TASK PROMPT
In the text about remote learning at KIPP AMP, which book is Daniel's class reading for ELA?

EXERCISE TEXT

··········

“In life, there are always challenges,” says Daniel, a 6th grader at KIPP AMP in Brooklyn. “When it comes to KIPP, coming through those challenges is always fun and there’s always something positive at the end.” Right now, the challenge for Daniel, and his brother Alex, a 3rd grader at KIPP AMP, is learning how to navigate learning at home.

Daniel knows that remote learning takes more than just a strong internet connection, it’s still all about the strong personal connection with his teachers. “I miss being with my teachers because they’ve impacted me in such a positive way,” he says. “If you don’t have anyone supporting you you’re going to feel lonely. Connections are important whether you’re starting a business or playing a sport.”

“The work KIPP has done over the years — you can really see it pay off now,” says Daniel’s mother, Maria. “The foundation that KIPP has given him ever since he started in kindergarten has been so strong. He’s independent, he doesn’t complain, he does his work when it needs to be done even though being at home is completely different,” she says.

“Those connections and that love is so very important in creating a school culture,” says Principal Antoine Lewis. “Our goal is to shower our students and their families with endless love and support during these challenging times, not just because of this particular moment, but because that’s who we are as a school.”

“As far as a daily schedule, we try to keep things as ‘normal’ as possible for our kids,” says Principal Lewis. “We still run our Pride Circles with staff, students, and families every Wednesday and Friday and we always find ways to celebrate our students. We also have daily check-ins with students and families through advisories. We just miss every one of our KIPPsters, so we look for every opportunity to connect with them and their families,” Lewis explains.

To start the day, Daniel is up and has his teeth brushed by 7:45 and then organizes the tasks he sees assigned to him on Google Classroom. He makes sure he gives himself enough time to complete his work and still have time at the end of the day to connect with his friends and play video games.

“Today I started off by doing my ELA work,” he says, noting that he likes to start with reading and writing first before heading into math and science. “Right now, we are reading ’The Giver’ by Lois Lowery and the assignment today was to read a certain chapter and then answer questions about that chapter.”

Moving on to math, Daniel had to take a break when he got stuck, but came back to it with a clear head… and a little help. “For math today I had a bit of a challenge,” he explains. “Right now we’re learning about probability and I had to call my teacher for the independent practice, but once he explained it to me I knew how to figure the rest of it out.”

For science, Daniel enjoyed the way he’s connecting with his lab partner (who is also his video game buddy.) “In science we’re doing this project where we have to work with a partner on vocabulary words, like different names for clouds that are posted on Google Classroom.” Daniel also enjoys the interactions he has in government class. “Right now, we’re reading and sharing what’s happening in the news and the epidemic,” he says. “But my teacher is trying to make sure that we read other news that isn’t about the virus.”

··········

Records in a dataset
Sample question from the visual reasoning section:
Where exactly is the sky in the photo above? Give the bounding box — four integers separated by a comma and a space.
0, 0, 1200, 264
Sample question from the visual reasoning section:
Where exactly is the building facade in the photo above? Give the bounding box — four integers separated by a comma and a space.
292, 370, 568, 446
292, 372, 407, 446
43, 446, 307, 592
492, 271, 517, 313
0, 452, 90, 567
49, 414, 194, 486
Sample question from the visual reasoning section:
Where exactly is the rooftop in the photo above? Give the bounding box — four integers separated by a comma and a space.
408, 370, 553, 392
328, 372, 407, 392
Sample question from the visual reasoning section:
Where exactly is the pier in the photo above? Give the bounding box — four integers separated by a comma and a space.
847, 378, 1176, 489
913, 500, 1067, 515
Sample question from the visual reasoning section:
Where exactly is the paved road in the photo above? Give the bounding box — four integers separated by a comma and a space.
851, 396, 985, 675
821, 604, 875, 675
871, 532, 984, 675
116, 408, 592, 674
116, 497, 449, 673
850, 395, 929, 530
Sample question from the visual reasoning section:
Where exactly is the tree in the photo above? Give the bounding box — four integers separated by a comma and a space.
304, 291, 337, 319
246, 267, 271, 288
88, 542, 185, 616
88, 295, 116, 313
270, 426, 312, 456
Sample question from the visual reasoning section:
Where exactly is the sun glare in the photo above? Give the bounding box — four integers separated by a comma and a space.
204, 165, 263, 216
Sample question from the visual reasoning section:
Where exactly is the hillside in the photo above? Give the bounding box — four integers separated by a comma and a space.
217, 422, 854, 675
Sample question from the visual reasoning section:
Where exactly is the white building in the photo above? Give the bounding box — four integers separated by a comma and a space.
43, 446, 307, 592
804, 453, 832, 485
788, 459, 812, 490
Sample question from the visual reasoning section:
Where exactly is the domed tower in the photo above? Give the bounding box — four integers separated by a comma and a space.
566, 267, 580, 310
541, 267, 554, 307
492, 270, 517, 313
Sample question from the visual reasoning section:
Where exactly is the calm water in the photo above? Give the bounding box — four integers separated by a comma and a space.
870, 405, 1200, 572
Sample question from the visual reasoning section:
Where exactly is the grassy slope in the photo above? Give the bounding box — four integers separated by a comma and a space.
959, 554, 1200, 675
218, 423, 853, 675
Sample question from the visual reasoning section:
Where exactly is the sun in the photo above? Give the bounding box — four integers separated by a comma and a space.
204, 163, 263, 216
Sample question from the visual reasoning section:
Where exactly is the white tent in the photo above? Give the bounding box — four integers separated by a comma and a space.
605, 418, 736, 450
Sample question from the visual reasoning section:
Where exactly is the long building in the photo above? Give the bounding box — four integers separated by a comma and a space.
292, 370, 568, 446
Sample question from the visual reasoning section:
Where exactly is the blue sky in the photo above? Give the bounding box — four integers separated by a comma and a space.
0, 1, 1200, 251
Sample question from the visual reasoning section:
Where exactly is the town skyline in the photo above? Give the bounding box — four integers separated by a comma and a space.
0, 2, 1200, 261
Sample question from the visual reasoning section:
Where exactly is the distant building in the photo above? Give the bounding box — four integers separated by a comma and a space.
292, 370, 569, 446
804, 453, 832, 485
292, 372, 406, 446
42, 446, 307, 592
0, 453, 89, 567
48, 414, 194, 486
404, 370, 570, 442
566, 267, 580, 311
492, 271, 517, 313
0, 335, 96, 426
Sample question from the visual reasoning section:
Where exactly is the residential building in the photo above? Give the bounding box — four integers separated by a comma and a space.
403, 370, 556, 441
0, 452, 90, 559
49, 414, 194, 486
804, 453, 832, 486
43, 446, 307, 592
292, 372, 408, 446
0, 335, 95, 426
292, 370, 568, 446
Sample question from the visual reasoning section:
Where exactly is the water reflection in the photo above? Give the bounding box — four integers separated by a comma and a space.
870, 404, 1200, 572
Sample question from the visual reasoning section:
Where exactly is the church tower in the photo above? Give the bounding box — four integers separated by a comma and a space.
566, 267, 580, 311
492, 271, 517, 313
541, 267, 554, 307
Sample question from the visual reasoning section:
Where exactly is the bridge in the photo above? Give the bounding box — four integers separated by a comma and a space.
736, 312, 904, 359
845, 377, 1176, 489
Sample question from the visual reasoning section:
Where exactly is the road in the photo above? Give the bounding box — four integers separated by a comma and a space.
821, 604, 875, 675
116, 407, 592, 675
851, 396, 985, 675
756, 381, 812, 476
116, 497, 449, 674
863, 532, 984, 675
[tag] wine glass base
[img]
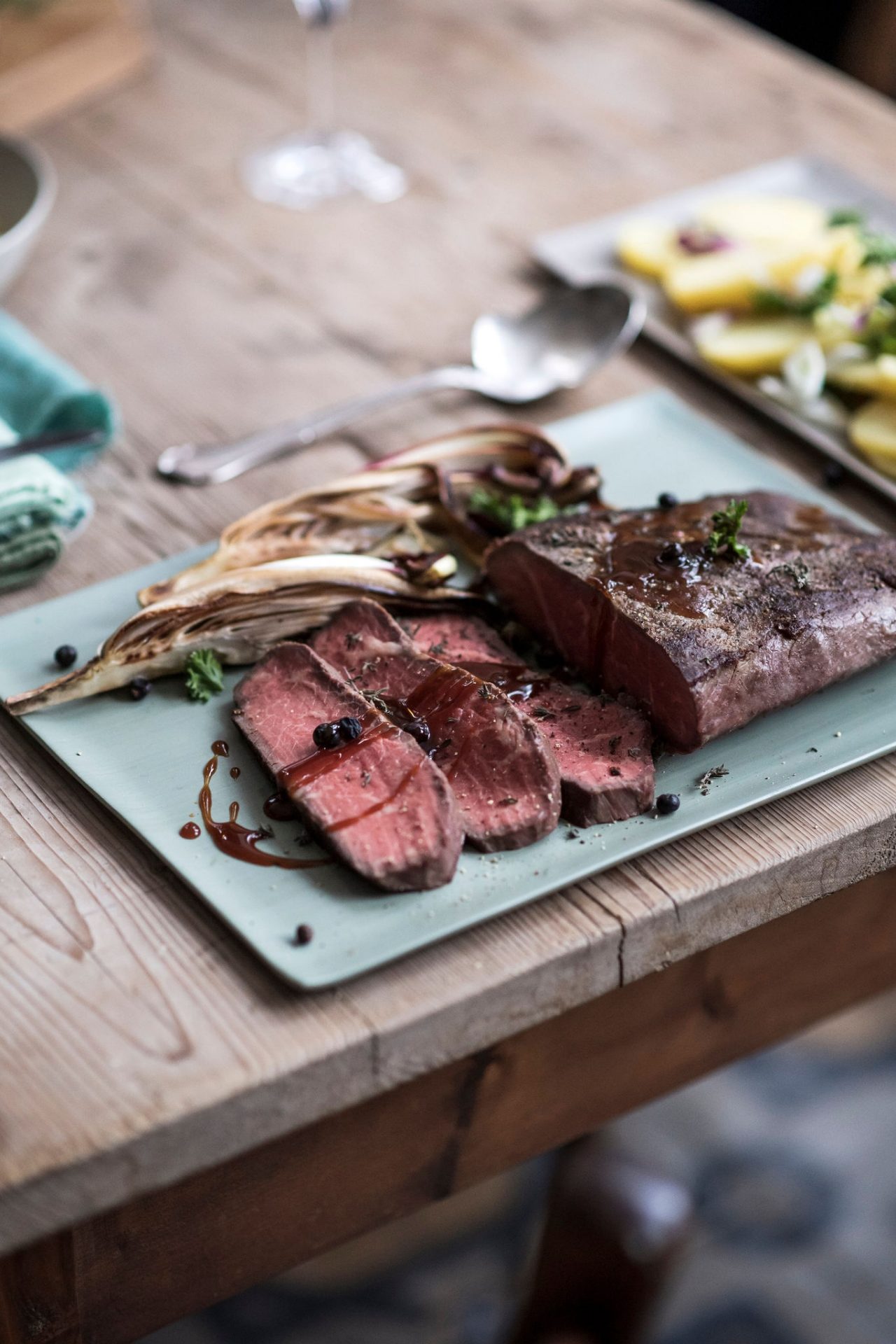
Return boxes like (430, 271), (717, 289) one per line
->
(241, 130), (407, 210)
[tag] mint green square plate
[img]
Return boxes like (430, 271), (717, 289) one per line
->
(0, 391), (896, 989)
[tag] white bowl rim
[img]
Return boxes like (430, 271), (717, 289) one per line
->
(0, 136), (58, 253)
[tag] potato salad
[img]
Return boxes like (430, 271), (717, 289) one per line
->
(617, 196), (896, 477)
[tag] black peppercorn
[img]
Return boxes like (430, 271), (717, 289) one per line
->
(657, 542), (685, 564)
(54, 644), (78, 668)
(402, 719), (433, 748)
(312, 723), (342, 751)
(339, 715), (364, 742)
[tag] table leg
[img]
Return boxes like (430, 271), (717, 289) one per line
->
(0, 1231), (86, 1344)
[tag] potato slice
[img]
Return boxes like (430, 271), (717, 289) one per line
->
(617, 219), (684, 279)
(693, 316), (813, 378)
(849, 398), (896, 476)
(664, 247), (774, 313)
(662, 234), (834, 313)
(827, 355), (896, 400)
(697, 196), (827, 244)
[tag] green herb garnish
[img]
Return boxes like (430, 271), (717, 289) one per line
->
(466, 485), (560, 532)
(187, 649), (224, 704)
(857, 297), (896, 358)
(752, 270), (838, 317)
(827, 206), (865, 228)
(862, 232), (896, 266)
(706, 500), (750, 561)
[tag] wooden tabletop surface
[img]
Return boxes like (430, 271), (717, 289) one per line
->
(0, 0), (896, 1252)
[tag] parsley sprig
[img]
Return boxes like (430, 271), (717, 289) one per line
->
(706, 500), (750, 561)
(752, 270), (837, 317)
(466, 485), (560, 532)
(862, 231), (896, 266)
(187, 649), (224, 704)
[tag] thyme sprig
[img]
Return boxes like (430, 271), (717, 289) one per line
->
(706, 500), (750, 561)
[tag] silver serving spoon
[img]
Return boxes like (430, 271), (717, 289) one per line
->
(158, 284), (645, 485)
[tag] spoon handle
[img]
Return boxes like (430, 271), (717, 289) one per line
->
(158, 364), (482, 485)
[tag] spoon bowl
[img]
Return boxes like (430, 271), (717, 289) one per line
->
(470, 284), (645, 403)
(158, 282), (646, 485)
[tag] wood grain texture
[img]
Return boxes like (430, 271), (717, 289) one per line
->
(10, 874), (896, 1344)
(0, 0), (896, 1250)
(0, 0), (149, 132)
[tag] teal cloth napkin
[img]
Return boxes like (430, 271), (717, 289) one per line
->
(0, 454), (92, 592)
(0, 312), (117, 472)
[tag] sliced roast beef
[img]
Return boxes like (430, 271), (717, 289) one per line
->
(312, 601), (560, 849)
(402, 612), (654, 827)
(486, 492), (896, 751)
(234, 644), (463, 891)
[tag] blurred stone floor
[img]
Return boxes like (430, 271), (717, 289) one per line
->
(150, 996), (896, 1344)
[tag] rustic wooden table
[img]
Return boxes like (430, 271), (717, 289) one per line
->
(0, 0), (896, 1344)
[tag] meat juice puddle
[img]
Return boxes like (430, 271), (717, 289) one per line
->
(185, 663), (548, 868)
(178, 739), (330, 868)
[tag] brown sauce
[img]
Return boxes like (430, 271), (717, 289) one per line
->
(197, 757), (330, 868)
(456, 662), (551, 700)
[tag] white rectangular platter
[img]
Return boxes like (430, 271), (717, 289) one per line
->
(533, 156), (896, 501)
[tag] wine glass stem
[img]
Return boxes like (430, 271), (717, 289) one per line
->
(307, 23), (336, 139)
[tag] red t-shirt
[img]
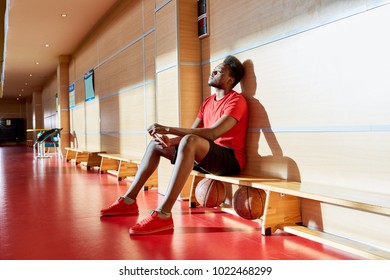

··········

RESULT OF THE EXERCISE
"The Giver" by Lois Lowery.